:: WHAT YOU WILL DO ::
a. List the kinds of movies that, according to the Godzilla essay, Godzilla movies can be.
b. Write the next part of the Godzilla essay, picking up right after its final sentence.

:: EXCERPTED TEXT ::
------------------------------------------------------------------------
Eventually everyone encounters moments when they cannot overcome tragedy with pithy phrases. Whether we are dealing with the 4th grade bully, divorce or cancer, we need more than “G-d closes a door and opens a window” or whatever well-meaning bullshit people say. Maybe G-d sees an order to the universe, but for mortals, the universe is not fair. There’s no ultimate justice. Communism will not create a perfect utopia where everyone is equal and no one suffers unjustly.
Accepting the world as unjust and imperfect is painful, but ultimately more worthwhile than living in a fantasy. This is a theme in many movies including Godzilla Minus One. Godzilla Minus One begins in WWII with Japan losing but still holding onto the glorious honor beliefs that include a suicide cult. A kamikaze pilot’s life is inadvertently saved by Godzilla destroying the air base where he stopped for repairs. He returns to post-war Japan as a miserable failure. Neighbors blame him for not dying. Slowly, he rebuilds. He creates a makeshift family with a homeless woman and an abandoned child. He obtains employment cleaning up mines. Godzilla keeps rampaging. In the end, he flies a plane full of explosives into Godzilla’s mouth. Only he doesn’t die because his mechanic has installed an ejection seat with a parachute and ordered him to live. Godzilla helps him reject imperial values and embrace a life beyond one that believed in death before dishonor.
Whether he’s a monster or a hero, audiences have loved Godzilla since the 1950s. Godzilla movies can be serious war movies, silly big monster fights or depictions of disaster relief. Beyond Godzilla, readers and viewers have thrilled to big monster stories for centuries. Dragons can burn down King’s Landing or join the Monkey King on a pilgrimage. Gilgamesh fights Humbnda and heavenly bulls. Big monsters are chaos personified and people love them. Natural disasters and terrorist attacks are sad. Godzilla stepping on your house and knocking down buildings is amazing.
------------------------------------------------------------------------
:: DATASET RECORDS ::
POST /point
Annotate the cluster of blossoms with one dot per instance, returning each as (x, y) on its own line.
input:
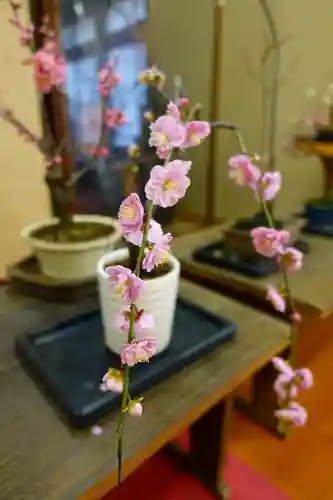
(167, 184)
(275, 243)
(49, 68)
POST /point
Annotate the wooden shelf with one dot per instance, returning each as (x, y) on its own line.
(311, 147)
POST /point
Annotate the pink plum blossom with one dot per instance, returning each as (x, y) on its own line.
(294, 413)
(114, 118)
(268, 241)
(152, 76)
(99, 152)
(166, 133)
(126, 283)
(276, 298)
(138, 351)
(112, 381)
(158, 247)
(291, 258)
(195, 133)
(289, 380)
(130, 216)
(243, 172)
(107, 79)
(135, 408)
(296, 317)
(269, 185)
(173, 110)
(49, 68)
(183, 101)
(143, 322)
(167, 185)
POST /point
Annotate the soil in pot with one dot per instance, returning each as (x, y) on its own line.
(257, 220)
(73, 232)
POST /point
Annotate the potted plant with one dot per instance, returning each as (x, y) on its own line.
(158, 299)
(138, 290)
(67, 246)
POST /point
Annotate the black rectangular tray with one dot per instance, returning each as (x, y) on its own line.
(69, 360)
(257, 266)
(319, 230)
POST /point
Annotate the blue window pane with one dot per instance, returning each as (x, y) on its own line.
(128, 95)
(126, 13)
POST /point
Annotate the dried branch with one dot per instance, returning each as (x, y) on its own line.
(275, 91)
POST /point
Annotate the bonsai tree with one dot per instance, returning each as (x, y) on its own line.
(49, 72)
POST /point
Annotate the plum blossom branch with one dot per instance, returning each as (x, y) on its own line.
(167, 184)
(274, 243)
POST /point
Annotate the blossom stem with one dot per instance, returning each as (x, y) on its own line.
(290, 300)
(125, 395)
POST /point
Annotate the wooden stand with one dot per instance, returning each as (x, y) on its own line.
(324, 151)
(207, 450)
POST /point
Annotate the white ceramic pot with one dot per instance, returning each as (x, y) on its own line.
(71, 261)
(158, 298)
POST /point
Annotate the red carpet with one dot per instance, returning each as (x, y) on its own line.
(159, 479)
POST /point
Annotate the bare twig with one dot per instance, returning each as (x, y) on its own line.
(274, 97)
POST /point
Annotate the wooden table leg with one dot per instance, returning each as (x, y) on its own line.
(328, 172)
(207, 453)
(264, 401)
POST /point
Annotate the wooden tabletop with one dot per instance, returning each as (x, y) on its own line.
(41, 458)
(310, 147)
(312, 285)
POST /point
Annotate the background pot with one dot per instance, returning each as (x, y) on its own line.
(158, 298)
(71, 261)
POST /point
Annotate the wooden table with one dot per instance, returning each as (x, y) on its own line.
(312, 287)
(41, 458)
(324, 151)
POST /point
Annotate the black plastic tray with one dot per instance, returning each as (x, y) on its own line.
(319, 230)
(70, 359)
(256, 267)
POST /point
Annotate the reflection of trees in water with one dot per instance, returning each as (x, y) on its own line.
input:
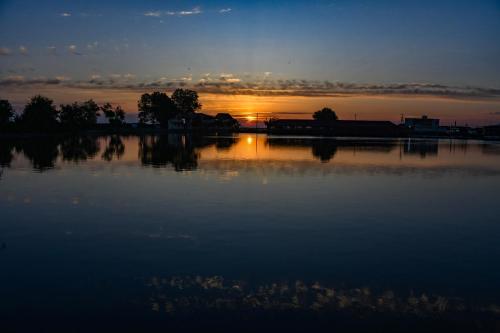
(42, 152)
(175, 150)
(324, 150)
(179, 151)
(422, 148)
(224, 143)
(181, 294)
(79, 148)
(6, 153)
(114, 148)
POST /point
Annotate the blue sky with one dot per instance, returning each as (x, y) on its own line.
(301, 48)
(447, 42)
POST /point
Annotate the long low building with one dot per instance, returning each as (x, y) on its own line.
(336, 128)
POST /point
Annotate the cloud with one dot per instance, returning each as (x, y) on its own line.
(4, 51)
(229, 78)
(52, 50)
(227, 83)
(73, 50)
(23, 50)
(18, 80)
(93, 45)
(153, 14)
(194, 11)
(157, 13)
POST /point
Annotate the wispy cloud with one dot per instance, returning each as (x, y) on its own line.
(73, 50)
(194, 11)
(23, 50)
(18, 80)
(229, 78)
(5, 51)
(157, 13)
(52, 50)
(229, 84)
(153, 14)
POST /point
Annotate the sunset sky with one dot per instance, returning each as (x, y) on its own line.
(375, 59)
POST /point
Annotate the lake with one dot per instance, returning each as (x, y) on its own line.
(156, 231)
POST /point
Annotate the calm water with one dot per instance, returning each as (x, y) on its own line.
(132, 227)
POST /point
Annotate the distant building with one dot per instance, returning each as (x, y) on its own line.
(180, 123)
(203, 122)
(491, 131)
(334, 128)
(424, 124)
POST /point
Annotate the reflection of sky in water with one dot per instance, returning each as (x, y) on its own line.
(419, 215)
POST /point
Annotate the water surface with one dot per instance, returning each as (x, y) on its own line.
(91, 226)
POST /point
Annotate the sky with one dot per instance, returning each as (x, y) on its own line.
(365, 59)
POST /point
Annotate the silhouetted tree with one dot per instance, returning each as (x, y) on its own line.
(39, 114)
(6, 112)
(114, 148)
(325, 114)
(156, 108)
(116, 116)
(186, 100)
(79, 116)
(226, 121)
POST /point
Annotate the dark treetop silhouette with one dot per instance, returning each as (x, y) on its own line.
(325, 114)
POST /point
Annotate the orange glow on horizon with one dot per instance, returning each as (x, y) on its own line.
(475, 112)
------------------------------------------------------------------------
:: ANSWERS BY TASK ::
a. Serious war movies, silly big monster fights, depictions of disaster relief

b.
Which brings us to the Leviathan. In isolation, this chapter is hilarious. G-d describes the Leviathan with so much enthusiasm that he might as well be an 8 year old talking about his favorite kaiju. The Leviathan has big sharp teeth, impenetrable skin, lightning sneezes. The Leviathan breathes fire, laughs at spears and makes the sea churn white in its wake. The Leviathan treats iron like straw and bronze like rotten wood. The chapter ends with “from on high, he is the king of the proud,” but it might as well end with “Dude, it’s soooo fucking cool.”
In context, the Leviathan is a refutation of Job and his friends. They want a world that they can understand, a world that is fair and makes sense. G-d has been talking about wild animals, then the hippopotamus and finally the Leviathan in order to let them know that the world only makes sense to G-d. G-d can trap the Leviathan and control the hippopotamus. G-d knows where the goats drop their babies and why the donkey just does whatever it wants.
Job is not G-d. Job doesn’t know how things work and he will never know. Yet, he can still appreciate the glorious chaos of the Leviathan. In other words, the Leviathan tells us that the world doesn’t make sense nad it doesn’t have to make sense. The chaos is beautiful. Yes, it’s also painful and unfair, but a complete fair universe has no ability to surprise and astound us.
We have crazy weirdness all around us. Maybe the Leviathan is not real but we have giants squids and freaky spiders. The world is bizarre. Love it if you can.